::: Data for analysis :::
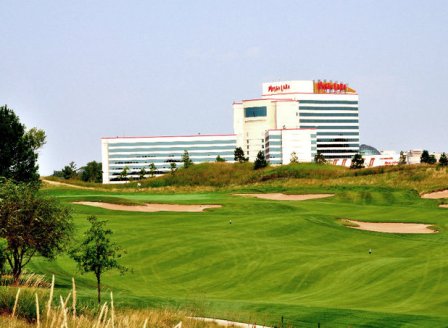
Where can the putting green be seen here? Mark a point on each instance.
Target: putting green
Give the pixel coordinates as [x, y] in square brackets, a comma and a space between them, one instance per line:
[277, 258]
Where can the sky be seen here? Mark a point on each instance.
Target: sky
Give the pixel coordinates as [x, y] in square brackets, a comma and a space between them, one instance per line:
[82, 70]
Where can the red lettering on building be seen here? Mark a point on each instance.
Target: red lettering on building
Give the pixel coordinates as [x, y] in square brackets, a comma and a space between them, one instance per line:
[277, 88]
[330, 87]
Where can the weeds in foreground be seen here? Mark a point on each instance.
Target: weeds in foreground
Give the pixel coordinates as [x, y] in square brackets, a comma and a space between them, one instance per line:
[28, 309]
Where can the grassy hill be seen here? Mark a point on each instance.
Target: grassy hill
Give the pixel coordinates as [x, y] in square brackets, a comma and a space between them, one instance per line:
[277, 258]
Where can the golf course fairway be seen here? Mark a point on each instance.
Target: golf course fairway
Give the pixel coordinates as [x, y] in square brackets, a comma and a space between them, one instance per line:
[290, 259]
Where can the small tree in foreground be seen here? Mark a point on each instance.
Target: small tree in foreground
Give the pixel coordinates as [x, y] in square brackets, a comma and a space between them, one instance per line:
[432, 159]
[173, 167]
[319, 158]
[92, 172]
[238, 155]
[142, 173]
[424, 158]
[260, 161]
[186, 160]
[402, 160]
[294, 159]
[97, 253]
[152, 170]
[31, 224]
[357, 162]
[443, 160]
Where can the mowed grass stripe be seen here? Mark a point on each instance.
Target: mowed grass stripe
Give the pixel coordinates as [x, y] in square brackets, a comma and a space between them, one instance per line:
[286, 255]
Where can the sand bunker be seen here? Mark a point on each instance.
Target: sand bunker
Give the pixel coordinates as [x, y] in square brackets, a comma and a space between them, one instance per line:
[150, 207]
[391, 227]
[278, 196]
[436, 195]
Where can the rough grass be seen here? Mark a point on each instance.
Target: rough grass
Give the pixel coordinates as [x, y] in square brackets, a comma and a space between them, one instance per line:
[290, 259]
[226, 176]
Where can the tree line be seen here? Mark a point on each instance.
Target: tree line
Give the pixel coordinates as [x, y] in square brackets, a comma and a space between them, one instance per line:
[32, 224]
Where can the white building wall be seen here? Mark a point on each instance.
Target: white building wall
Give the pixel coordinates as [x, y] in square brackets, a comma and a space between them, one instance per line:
[298, 141]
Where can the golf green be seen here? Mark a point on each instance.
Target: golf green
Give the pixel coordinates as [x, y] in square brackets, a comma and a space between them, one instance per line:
[290, 259]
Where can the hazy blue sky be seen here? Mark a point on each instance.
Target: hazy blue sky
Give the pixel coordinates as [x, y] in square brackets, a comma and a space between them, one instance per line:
[82, 70]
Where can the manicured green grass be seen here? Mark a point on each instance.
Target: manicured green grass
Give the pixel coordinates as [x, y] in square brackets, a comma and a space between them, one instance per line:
[291, 259]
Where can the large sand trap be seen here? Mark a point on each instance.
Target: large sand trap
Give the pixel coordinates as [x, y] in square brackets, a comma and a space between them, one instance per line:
[391, 227]
[278, 196]
[150, 207]
[436, 195]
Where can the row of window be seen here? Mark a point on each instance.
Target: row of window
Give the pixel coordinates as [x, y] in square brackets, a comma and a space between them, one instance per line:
[329, 114]
[128, 150]
[350, 109]
[338, 140]
[327, 121]
[330, 127]
[329, 102]
[154, 155]
[168, 143]
[260, 111]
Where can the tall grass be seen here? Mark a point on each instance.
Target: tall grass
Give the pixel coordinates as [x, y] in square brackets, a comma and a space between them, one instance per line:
[35, 307]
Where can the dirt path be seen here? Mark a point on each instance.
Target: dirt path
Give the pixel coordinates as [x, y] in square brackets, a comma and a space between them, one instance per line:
[61, 184]
[150, 207]
[279, 196]
[392, 227]
[436, 195]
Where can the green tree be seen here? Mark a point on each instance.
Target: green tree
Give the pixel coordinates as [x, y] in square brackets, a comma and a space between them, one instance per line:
[443, 160]
[239, 155]
[2, 258]
[92, 172]
[97, 253]
[402, 160]
[186, 160]
[31, 224]
[357, 162]
[173, 167]
[260, 161]
[424, 158]
[319, 158]
[294, 159]
[432, 159]
[142, 173]
[124, 173]
[18, 148]
[152, 170]
[69, 171]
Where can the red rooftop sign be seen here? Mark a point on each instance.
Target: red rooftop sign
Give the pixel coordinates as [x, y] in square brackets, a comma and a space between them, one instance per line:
[277, 88]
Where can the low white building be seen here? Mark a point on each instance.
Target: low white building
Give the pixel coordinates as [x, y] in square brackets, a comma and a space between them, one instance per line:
[282, 143]
[135, 153]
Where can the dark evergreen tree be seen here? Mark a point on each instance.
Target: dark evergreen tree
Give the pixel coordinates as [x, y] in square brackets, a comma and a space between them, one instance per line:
[31, 224]
[260, 161]
[18, 148]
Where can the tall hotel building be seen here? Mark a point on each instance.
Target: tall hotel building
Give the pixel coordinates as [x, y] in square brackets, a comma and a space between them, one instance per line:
[328, 110]
[301, 117]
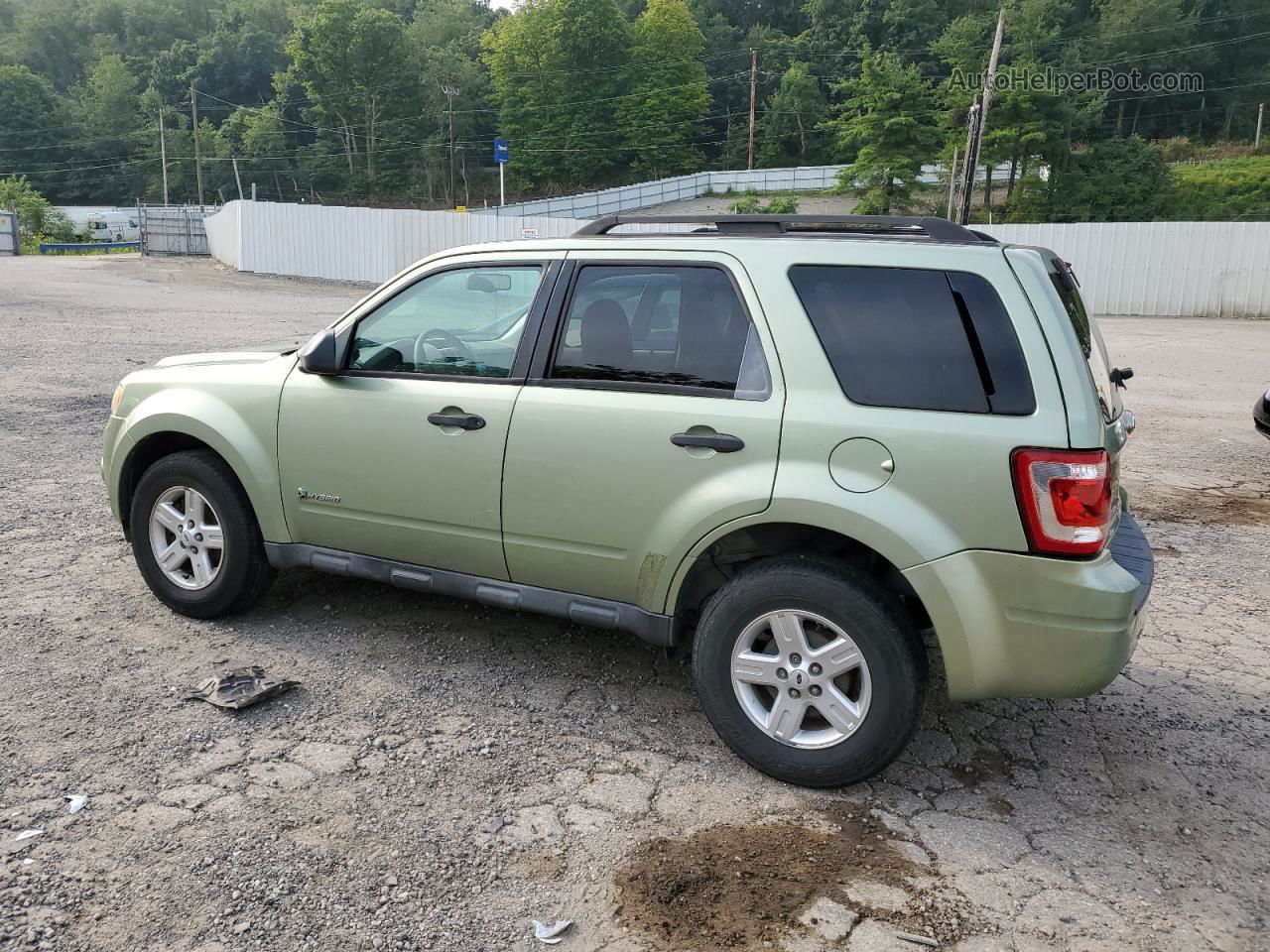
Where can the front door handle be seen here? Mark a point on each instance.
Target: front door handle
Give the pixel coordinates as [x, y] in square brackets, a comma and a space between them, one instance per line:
[463, 421]
[719, 442]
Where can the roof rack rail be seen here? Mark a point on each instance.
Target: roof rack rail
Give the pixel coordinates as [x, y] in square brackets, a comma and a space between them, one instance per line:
[879, 225]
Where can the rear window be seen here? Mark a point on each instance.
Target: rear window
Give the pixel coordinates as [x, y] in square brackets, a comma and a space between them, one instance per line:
[1087, 334]
[916, 338]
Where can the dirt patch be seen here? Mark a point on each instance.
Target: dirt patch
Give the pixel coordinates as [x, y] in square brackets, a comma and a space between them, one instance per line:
[742, 888]
[1001, 806]
[1237, 504]
[988, 765]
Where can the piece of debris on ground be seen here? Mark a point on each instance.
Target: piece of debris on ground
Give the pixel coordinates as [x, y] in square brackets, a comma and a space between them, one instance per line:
[240, 688]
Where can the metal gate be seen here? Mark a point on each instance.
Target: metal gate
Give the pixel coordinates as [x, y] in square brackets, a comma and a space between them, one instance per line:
[175, 229]
[9, 239]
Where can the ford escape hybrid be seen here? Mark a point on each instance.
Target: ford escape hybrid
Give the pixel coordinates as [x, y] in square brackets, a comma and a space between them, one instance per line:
[798, 442]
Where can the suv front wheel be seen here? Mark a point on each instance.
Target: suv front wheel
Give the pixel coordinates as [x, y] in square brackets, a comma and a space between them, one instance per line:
[195, 538]
[810, 670]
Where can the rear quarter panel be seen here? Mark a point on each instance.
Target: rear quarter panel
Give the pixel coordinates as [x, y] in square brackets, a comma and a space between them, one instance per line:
[952, 488]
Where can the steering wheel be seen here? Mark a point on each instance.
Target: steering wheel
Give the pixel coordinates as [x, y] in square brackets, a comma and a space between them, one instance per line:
[451, 348]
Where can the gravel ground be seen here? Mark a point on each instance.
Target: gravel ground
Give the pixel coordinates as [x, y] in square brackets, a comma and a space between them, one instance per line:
[447, 774]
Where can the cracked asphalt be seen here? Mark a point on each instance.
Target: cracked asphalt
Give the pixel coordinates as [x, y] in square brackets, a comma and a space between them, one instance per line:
[447, 774]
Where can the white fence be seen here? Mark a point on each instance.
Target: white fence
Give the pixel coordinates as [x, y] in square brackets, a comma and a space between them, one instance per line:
[353, 244]
[1185, 270]
[1146, 268]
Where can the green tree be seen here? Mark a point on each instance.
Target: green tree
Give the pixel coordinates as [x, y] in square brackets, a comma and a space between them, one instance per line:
[558, 70]
[885, 128]
[445, 37]
[33, 127]
[113, 128]
[790, 134]
[51, 39]
[36, 216]
[670, 95]
[340, 53]
[1116, 179]
[1134, 35]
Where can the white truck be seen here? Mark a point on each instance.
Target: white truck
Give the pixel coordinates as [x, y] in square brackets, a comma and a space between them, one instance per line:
[113, 226]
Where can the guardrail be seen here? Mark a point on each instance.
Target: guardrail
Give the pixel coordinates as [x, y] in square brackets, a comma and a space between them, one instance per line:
[55, 246]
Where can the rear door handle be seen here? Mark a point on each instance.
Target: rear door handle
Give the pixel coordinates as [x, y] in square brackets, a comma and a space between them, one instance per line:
[719, 442]
[466, 421]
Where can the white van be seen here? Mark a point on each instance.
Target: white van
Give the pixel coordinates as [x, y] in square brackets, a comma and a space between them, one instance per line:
[113, 226]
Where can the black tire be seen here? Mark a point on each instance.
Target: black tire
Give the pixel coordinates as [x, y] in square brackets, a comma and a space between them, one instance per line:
[244, 571]
[874, 620]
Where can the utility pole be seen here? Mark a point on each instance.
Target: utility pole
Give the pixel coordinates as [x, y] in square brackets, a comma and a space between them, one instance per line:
[979, 119]
[753, 80]
[198, 157]
[966, 166]
[163, 158]
[451, 91]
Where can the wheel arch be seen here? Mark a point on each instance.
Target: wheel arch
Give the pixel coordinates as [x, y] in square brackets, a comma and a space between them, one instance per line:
[719, 557]
[160, 435]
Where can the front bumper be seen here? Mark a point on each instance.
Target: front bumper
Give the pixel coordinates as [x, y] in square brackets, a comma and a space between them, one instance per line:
[1030, 626]
[113, 453]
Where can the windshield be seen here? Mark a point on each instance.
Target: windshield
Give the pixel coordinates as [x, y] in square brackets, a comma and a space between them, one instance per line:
[1087, 334]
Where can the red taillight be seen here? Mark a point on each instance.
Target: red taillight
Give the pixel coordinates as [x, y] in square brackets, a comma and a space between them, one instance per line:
[1066, 499]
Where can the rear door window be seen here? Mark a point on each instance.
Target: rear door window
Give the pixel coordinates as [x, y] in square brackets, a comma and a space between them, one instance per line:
[1087, 334]
[661, 327]
[916, 338]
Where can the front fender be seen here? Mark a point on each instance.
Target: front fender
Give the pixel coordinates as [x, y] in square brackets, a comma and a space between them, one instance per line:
:::
Work request →
Every line from the line containing "Where can the gravel" through the line containing "Where can the white fence" in the records above must be retyped exactly. Leave out the rest.

Exercise result →
Where can the gravel ground be seen here? Mark a point on each instance.
Target: gravel ground
Give the pixel coordinates as [x, y] in square brackets, a comma and a space between them, one instance per line:
[447, 774]
Where can the cracked asphalt be seen here? Mark a point on each instance.
Target: cracked asphalt
Give the pixel coordinates as [x, y] in square brackets, a comma and a space between them, one instance per line:
[447, 774]
Where can the white fence be seen here? Mark a point on each instance.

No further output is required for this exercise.